╭─ Text section

Kalisch continues, "And even when a source appears to come from this period, caution is required. The mere assertion that a source stems from the first or second century of the Islamic calendar means nothing. And even when a source actually was written in the first or second century, the question always remains of later manipulation. We do not tread on firm ground in the sources until the third Islamic century."

 

This, Kalisch observes, is extremely suspicious: how can a world religion have erupted in a virtual literary vacuum? A great religion, moreover, inevitably throws off heresies: where are the early Islamic heretics and Gnostics? Later Islamic theologians knew the titles of some of their works, but the content itself was lost. "The only explanation for the disappearance is that it had long since become unusable theologically," he alleges of certain Shi'ite sources.

╰─

**What to do:**
1 > In the passage on early Islamic sources, why does Kalisch say caution is still needed even when a source really was written in the first or second Islamic century?
2 > Gather every line of the rows below that holds the string "metal".

╭─ Dataset entries

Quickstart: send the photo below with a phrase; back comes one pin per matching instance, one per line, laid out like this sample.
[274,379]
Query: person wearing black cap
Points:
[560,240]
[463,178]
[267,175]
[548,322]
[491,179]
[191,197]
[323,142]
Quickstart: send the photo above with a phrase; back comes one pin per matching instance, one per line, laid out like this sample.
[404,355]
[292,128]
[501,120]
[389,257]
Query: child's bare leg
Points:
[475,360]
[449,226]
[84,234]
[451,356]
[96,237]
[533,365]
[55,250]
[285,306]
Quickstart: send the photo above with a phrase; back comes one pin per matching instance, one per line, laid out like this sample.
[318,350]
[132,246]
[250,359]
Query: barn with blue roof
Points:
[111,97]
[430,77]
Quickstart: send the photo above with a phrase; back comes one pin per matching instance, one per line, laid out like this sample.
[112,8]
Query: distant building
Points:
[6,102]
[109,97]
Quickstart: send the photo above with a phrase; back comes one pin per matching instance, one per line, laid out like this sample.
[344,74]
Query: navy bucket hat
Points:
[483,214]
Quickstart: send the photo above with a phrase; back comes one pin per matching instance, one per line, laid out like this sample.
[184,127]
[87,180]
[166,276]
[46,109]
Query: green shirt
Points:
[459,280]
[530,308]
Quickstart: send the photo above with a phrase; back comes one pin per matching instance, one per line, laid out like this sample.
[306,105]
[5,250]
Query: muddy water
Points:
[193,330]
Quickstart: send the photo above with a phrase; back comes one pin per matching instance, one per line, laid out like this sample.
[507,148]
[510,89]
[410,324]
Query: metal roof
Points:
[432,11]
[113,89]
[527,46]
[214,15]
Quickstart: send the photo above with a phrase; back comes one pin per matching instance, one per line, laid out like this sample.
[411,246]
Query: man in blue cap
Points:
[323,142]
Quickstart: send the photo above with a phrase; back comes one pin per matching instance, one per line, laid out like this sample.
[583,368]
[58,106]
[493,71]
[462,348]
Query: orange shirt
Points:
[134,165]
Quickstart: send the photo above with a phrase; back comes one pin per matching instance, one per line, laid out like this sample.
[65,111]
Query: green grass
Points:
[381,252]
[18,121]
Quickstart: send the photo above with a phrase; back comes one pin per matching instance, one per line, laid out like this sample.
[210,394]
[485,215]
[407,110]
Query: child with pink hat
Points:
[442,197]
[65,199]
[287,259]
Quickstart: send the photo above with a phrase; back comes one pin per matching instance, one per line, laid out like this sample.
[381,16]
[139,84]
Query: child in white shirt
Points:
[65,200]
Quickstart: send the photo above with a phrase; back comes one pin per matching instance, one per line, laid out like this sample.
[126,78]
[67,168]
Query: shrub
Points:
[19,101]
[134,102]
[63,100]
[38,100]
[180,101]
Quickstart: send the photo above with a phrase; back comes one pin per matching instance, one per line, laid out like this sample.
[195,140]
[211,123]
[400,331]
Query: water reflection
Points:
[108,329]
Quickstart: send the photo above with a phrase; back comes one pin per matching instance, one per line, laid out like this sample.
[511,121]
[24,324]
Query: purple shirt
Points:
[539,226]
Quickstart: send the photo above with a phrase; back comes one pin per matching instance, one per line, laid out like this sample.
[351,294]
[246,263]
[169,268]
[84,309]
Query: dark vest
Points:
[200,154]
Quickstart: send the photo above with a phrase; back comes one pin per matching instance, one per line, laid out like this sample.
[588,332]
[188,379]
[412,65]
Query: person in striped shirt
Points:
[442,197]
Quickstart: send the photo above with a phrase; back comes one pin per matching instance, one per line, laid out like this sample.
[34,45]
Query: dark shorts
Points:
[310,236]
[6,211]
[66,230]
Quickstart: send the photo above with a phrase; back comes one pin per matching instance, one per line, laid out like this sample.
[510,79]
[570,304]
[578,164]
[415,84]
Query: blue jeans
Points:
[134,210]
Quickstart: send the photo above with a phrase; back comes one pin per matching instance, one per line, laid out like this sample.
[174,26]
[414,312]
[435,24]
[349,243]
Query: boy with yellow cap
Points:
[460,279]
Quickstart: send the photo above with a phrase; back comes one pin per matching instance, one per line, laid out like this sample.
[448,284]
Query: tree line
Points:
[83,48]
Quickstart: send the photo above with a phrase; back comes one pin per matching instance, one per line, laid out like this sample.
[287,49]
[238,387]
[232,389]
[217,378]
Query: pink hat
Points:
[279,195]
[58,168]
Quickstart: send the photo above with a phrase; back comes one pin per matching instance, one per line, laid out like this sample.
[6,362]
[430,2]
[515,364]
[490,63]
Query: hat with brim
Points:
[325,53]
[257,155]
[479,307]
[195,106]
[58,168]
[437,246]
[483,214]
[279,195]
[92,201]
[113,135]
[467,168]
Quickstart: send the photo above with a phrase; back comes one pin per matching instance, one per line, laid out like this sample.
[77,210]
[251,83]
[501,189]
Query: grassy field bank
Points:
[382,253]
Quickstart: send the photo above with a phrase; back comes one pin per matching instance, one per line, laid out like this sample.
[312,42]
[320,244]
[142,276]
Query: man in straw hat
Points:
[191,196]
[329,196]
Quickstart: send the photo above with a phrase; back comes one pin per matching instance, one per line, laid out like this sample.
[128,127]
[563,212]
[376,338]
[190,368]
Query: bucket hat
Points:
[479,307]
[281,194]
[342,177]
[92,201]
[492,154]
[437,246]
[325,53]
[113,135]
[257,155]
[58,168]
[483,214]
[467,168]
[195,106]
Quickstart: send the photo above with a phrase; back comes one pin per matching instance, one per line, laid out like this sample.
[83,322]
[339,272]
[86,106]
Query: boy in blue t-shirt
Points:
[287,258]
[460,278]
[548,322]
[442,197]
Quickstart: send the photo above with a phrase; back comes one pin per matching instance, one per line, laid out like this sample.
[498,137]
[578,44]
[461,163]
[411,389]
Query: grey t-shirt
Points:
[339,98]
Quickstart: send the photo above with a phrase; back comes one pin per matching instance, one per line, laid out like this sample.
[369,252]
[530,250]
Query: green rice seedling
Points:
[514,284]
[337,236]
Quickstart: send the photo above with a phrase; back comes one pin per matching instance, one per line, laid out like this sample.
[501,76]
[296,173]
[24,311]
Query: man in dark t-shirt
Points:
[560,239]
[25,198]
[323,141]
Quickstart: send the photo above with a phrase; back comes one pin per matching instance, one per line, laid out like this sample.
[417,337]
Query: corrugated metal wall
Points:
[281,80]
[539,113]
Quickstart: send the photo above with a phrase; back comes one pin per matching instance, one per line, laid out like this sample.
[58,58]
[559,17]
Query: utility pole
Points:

╰─

**Outputs in order:**
1 > Even a source that was actually written in the first or second century may have been manipulated later. He holds that the sources become firm ground only in the third Islamic century.

2 >
Query: metal roof
Query: corrugated metal wall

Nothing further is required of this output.